Some data:
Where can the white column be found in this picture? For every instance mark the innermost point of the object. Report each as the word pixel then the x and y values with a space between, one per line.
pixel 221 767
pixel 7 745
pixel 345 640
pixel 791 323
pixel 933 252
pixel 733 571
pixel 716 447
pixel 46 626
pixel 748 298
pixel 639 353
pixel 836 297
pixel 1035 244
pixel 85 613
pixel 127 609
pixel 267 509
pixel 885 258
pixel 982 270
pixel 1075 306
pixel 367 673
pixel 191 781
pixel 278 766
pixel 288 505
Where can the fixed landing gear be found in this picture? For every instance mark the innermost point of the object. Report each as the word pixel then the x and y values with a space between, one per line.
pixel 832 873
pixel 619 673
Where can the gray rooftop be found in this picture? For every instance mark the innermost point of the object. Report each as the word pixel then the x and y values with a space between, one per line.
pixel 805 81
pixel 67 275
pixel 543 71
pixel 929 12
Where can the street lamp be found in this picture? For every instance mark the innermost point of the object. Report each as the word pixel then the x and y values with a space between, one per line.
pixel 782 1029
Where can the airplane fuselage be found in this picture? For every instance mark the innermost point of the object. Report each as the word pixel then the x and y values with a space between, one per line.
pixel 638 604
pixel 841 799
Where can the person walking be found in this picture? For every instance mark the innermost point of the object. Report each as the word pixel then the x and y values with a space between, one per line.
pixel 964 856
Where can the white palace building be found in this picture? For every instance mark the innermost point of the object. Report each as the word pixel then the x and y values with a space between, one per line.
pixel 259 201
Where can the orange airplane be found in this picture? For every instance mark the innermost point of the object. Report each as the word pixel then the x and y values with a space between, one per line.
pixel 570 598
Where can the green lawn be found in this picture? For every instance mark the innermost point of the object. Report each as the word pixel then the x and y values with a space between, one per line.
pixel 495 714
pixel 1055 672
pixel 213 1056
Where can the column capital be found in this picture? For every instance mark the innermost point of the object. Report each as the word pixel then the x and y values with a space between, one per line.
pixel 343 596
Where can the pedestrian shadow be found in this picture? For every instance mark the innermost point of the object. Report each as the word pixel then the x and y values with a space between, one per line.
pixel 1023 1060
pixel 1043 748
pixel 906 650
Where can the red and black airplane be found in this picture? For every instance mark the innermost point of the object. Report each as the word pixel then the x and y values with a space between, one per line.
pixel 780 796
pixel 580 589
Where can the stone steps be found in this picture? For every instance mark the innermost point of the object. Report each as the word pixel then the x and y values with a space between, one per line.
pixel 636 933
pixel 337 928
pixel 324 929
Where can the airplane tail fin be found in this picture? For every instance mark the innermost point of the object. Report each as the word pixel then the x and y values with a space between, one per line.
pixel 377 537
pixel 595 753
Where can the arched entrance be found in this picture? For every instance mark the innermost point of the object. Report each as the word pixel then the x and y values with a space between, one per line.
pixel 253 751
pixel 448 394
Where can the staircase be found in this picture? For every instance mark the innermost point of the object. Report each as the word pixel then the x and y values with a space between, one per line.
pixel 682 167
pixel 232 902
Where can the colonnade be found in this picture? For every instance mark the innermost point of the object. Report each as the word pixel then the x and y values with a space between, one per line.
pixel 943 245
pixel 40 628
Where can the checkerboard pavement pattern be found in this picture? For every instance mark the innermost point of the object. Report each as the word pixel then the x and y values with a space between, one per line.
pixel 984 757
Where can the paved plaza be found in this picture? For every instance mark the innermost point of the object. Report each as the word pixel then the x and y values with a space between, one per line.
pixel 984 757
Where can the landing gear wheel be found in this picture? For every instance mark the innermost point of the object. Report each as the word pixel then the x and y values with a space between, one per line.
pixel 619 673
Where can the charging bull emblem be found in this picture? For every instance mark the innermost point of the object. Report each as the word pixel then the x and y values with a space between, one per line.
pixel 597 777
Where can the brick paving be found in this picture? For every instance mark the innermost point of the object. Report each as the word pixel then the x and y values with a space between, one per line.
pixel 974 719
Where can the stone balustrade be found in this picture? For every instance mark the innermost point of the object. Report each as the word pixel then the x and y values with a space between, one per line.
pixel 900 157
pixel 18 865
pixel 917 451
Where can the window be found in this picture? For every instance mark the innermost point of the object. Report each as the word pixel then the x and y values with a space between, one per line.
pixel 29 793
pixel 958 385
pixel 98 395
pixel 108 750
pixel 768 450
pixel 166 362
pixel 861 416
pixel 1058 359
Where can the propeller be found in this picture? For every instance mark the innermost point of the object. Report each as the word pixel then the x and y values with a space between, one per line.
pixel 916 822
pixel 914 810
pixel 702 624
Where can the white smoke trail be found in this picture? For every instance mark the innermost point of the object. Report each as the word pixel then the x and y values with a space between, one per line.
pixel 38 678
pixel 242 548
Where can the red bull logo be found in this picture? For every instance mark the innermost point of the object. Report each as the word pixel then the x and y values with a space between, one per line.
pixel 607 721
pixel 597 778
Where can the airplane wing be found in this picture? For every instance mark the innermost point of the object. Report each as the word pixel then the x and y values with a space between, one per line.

*Objective:* Copy all of the data above line for line, with no changes.

*Response:*
Where can the white column be found in this picture? For every instance mark the innermost point of the object. Report each as the word pixel then the x and y values with a space between, one per line.
pixel 221 767
pixel 7 745
pixel 345 640
pixel 791 323
pixel 933 252
pixel 733 571
pixel 716 447
pixel 46 626
pixel 748 298
pixel 639 353
pixel 836 297
pixel 1035 244
pixel 85 613
pixel 127 609
pixel 267 509
pixel 885 258
pixel 982 270
pixel 1075 306
pixel 367 673
pixel 191 781
pixel 278 766
pixel 288 505
Where can the fixed landing gear be found in this picture? For every instance mark the innermost point of the object. Report each as the word pixel then the x and y values with a space between, one per line.
pixel 832 873
pixel 619 673
Where can the gray rooftop be found in this picture? For every instance mark the innermost point of the object. Report each as the word pixel then the x and y values with a space between, one per line.
pixel 805 81
pixel 67 275
pixel 543 71
pixel 929 12
Where can the street lamp be found in this picture? For every instance mark the innermost point of the object. Report each as the word pixel then the x and y values with a space between, one per line.
pixel 782 1029
Where can the airplane fuselage be found in this picture? For every instance mark the innermost point of the object. Report each as the word pixel then the x and y values with a space between, one per line.
pixel 638 604
pixel 841 799
Where can the person walking be found in this picture? For every instance mark the innermost point of the object. Report each as the word pixel then the x and y values with a space between, one per line.
pixel 964 856
Where can the white palace building be found in this picture? For every instance mark the innermost point of the object. Report each as the word pixel then the x and y values with a space between, one per line.
pixel 259 201
Where can the orange airplane be found in this picture? For every instance mark the innermost point of the object. Report each as the word pixel then the x and y values with a space between, one per line.
pixel 570 598
Where can the green lawn be found in this picture? For every instance mark the innermost point of the object. Report each as the word pixel then the x and y values with a space between, one per line.
pixel 495 714
pixel 1055 672
pixel 213 1056
Where can the column capital be found in this picture? For every instance mark the innermost point of the object. Report each as the word pixel then the x and y values with a space between, one per line.
pixel 343 596
Where can the pedestrian shadow be found in this picture? For every instance mark the innermost point of the object. Report each as the word pixel then the x and y values with a space between, one per line.
pixel 1023 1060
pixel 1043 748
pixel 906 650
Where can the red and black airplane be found in this picture? For every instance mark the innermost point of the object. Report each as the word pixel then the x and y values with a space between, one per line.
pixel 780 796
pixel 580 589
Where can the stone steps be found in this picture? For every instance mark the innermost point of the object. Report each as the word pixel then the x and y values with a space between, one per line.
pixel 636 933
pixel 337 928
pixel 324 929
Where can the airplane tail fin be found in this picture? For every instance mark the innermost point of the object. Report each as the word pixel then the x and y values with a space between, one per line.
pixel 377 537
pixel 595 753
Where can the arched entrance be found in this picture? For every instance mark the innermost point of the object. Report each as the word pixel then the x and y values with a space between, one per line.
pixel 253 751
pixel 448 394
Where can the staircase be found in this picture? For every instance mark the innermost point of the object. Report each as the word pixel then the x and y values with a space between, one per line.
pixel 682 167
pixel 232 902
Where can the colonnade be found in this picture? For every instance mark the innermost point of the object. Report each as the word pixel then the x and y values with a space between, one per line.
pixel 943 245
pixel 40 628
Where can the checkerboard pavement pattern be found in this picture? For every instance mark the innermost point of the object. Report each as the word pixel then the x and y values with a space between, one per line.
pixel 984 757
Where can the paved plaza be found in this picture? For every instance mark the innermost point of the object. Report each as the word pixel then the x and y values with a space between, one per line.
pixel 984 757
Where can the landing gear wheel be found in this picture? For every instance mark the innermost point of the object. Report each as the word pixel then the x and y values with a space between, one per line.
pixel 619 673
Where can the charging bull emblem be found in this picture? For every instance mark the innermost point of the object. Report each as the word pixel then the x and y values with a space between, one per line.
pixel 597 777
Where can the brick paving be found in this picture? For every instance mark the innermost point of the object. Report each as the word pixel then the x and y values with a space between, one per line.
pixel 974 719
Where can the stone balustrade be found in this picture? For every instance mark the innermost point of the object. Report each as the word pixel then the x and y values with a space between, one per line.
pixel 900 157
pixel 18 865
pixel 917 451
Where can the window be found in this picture? For every instance mark the innermost point of the object. Report each as the word pixel then the x and y values with a space between, one per line.
pixel 29 793
pixel 958 385
pixel 98 395
pixel 108 750
pixel 768 450
pixel 166 362
pixel 861 416
pixel 1058 359
Where can the propeller be found in this picture? For every instance mark the innermost point of the object. Report each as the word pixel then the x and y values with a space between, one per line.
pixel 916 822
pixel 914 810
pixel 702 624
Where can the white smoke trail be found in this picture? For every instance mark the innermost point of the object. Report each as the word pixel then the x and y values with a space between, one per line.
pixel 38 678
pixel 242 548
Where can the red bull logo be found in this picture? For every instance mark the innermost point of the object. Report each as the word pixel then the x and y values with a space between, one per line.
pixel 607 721
pixel 597 778
Where can the airplane wing be found in this picture? For every instance mark the innermost point of the object. Report each as the word pixel then the x and y values with a space between, one per line.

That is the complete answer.